* **Rows from a dataset**:
-*-

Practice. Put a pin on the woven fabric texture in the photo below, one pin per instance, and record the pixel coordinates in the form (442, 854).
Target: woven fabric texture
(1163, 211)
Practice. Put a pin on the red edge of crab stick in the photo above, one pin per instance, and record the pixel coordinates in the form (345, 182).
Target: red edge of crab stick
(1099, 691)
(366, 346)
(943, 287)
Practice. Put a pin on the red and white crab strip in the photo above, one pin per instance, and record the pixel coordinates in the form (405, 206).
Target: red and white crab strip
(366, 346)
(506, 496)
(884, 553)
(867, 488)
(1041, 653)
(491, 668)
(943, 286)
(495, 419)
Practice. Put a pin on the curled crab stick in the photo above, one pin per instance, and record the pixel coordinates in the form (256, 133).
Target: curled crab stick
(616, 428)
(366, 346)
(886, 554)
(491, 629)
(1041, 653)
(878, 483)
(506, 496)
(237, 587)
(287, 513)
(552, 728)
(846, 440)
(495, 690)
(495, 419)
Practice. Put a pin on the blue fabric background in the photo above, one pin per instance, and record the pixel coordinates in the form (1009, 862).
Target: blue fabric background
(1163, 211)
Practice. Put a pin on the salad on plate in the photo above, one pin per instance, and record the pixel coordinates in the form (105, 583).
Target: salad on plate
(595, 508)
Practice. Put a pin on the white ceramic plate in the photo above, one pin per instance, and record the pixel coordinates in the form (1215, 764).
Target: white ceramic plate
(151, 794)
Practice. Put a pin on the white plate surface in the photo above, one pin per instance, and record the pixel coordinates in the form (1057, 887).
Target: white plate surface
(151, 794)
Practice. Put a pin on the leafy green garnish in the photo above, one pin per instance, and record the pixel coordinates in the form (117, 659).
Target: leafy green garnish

-*-

* **Exercise details**:
Format the data above as a JSON list of strings, one string for each line, leaving out any blank lines.

* **Correct result**:
[
  "Practice. Put a pin on the woven fabric texture in the photo below, one pin per instance, and record the pixel coordinates in the form (442, 854).",
  "Target: woven fabric texture",
  "(1163, 211)",
  "Practice. Put a pin on the red edge of crab stick in the photo above, one pin per instance, and record the pixel coordinates in the form (345, 182).",
  "Target: red edge of crab stick",
  "(1099, 691)",
  "(366, 346)",
  "(943, 287)",
  "Practice. Put a pin on the red and white crab strip in the photo above, one pin per instance, and record the pixel coordinates in the form (405, 206).",
  "Target: red and white crab strip",
  "(366, 346)",
  "(506, 496)",
  "(884, 553)",
  "(867, 488)",
  "(1041, 653)",
  "(491, 668)",
  "(943, 286)",
  "(495, 419)",
  "Practice. Put a pin on the curled crab stick in the photo above, one pin per instance, and record the pixel coordinates in the form (256, 133).",
  "Target: curled crab stick",
  "(616, 428)",
  "(366, 346)",
  "(886, 554)",
  "(491, 629)",
  "(1041, 653)",
  "(878, 483)",
  "(506, 496)",
  "(237, 587)",
  "(287, 513)",
  "(552, 728)",
  "(846, 440)",
  "(495, 690)",
  "(495, 419)",
  "Practice. Put a pin on the blue fabric background in the photo above, one pin per instance, and record the pixel coordinates in the form (1009, 862).",
  "Target: blue fabric background",
  "(1163, 211)",
  "Practice. Put a pin on the salad on plate in the photo above, one pin per instance, and record the pixel coordinates in the form (105, 583).",
  "Target: salad on plate",
  "(595, 508)",
  "Practice. Put a pin on the white ceramic plate in the photo above, one pin per instance, and record the pixel coordinates in the form (1215, 764).",
  "Target: white ceramic plate",
  "(151, 794)",
  "Practice. Put a pin on the white plate surface in the photo above, one pin per instance, and record the pixel coordinates in the form (1057, 887).",
  "Target: white plate surface",
  "(151, 794)",
  "Practice. Put a pin on the leafy green garnish in the photo above, one pin per instance, and record the pixel coordinates in the form (117, 659).",
  "Target: leafy green garnish"
]